* [Direction] Pick out each line below that contains the string "window" and copy it in full. Match case exactly.

* [Data supplied]
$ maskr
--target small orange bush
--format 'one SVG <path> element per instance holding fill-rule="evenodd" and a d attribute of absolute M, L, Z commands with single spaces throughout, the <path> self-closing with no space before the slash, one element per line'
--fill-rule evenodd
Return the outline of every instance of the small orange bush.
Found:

...

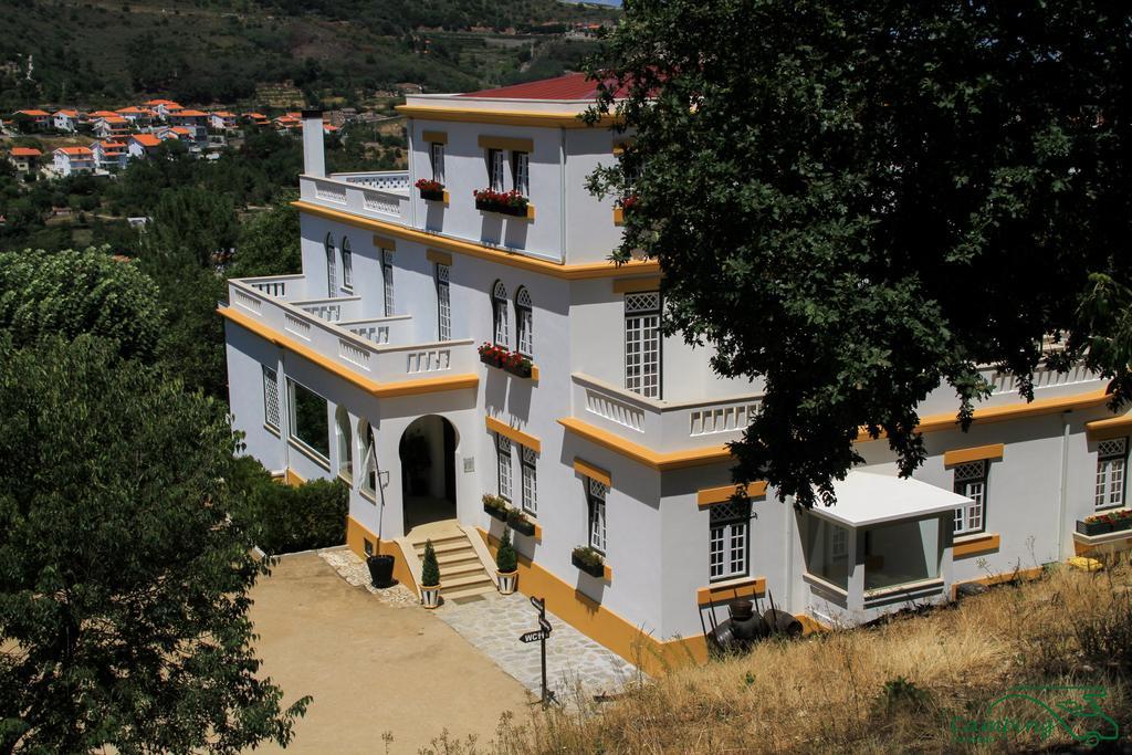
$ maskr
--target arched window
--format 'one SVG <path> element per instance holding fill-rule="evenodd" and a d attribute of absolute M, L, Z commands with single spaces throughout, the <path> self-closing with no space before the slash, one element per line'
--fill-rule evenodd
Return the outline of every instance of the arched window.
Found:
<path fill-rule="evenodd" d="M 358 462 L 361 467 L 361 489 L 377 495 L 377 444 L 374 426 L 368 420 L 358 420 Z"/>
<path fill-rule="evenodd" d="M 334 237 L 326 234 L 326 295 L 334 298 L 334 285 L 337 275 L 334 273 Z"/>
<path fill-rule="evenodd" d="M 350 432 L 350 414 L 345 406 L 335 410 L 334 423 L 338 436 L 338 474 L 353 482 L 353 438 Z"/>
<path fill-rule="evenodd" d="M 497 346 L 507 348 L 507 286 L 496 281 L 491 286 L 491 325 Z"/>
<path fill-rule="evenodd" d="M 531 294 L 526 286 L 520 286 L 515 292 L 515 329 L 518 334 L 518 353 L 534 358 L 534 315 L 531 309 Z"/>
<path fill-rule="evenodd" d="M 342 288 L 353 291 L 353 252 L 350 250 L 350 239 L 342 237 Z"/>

...

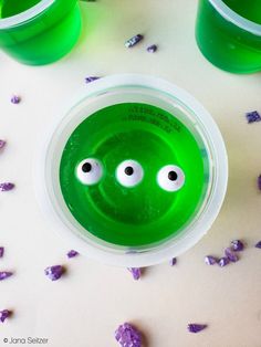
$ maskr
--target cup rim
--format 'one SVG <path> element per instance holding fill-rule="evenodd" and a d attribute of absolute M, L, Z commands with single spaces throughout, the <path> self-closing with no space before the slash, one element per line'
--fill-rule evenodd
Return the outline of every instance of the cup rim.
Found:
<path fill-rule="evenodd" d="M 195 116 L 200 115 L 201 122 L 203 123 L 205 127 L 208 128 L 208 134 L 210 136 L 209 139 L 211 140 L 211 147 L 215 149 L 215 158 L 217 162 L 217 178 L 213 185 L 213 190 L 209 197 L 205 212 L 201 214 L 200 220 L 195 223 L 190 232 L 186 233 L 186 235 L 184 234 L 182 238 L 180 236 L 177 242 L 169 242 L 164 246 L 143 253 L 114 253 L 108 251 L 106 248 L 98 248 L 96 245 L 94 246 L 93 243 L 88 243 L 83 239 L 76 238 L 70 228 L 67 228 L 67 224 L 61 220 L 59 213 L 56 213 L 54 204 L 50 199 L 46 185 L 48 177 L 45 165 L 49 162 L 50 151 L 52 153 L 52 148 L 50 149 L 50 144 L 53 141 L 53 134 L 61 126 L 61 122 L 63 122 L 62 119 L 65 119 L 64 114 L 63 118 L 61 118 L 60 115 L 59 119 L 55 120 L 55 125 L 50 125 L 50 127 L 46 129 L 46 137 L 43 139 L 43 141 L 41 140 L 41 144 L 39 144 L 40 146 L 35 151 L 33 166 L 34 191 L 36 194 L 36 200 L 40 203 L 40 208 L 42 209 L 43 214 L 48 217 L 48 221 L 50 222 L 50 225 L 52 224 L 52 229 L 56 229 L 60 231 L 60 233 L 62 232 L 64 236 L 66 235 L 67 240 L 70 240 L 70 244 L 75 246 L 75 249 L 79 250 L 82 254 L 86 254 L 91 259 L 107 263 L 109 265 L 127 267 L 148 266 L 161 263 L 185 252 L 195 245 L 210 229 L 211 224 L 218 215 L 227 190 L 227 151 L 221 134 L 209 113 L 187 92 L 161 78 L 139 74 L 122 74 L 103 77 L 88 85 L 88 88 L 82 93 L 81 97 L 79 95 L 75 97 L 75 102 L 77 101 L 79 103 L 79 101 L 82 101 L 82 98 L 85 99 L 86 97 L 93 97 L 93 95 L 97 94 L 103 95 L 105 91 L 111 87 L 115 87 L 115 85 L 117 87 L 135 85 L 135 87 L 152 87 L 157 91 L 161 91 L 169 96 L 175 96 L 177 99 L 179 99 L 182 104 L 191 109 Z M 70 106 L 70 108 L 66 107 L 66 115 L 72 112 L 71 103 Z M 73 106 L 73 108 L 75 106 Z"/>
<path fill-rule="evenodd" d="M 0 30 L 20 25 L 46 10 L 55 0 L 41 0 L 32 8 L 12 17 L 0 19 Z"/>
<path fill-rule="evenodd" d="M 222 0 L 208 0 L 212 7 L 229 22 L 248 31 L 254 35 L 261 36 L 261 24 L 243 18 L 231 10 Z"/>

* [Result of this task]
--target arched window
Return the outline of every instance of the arched window.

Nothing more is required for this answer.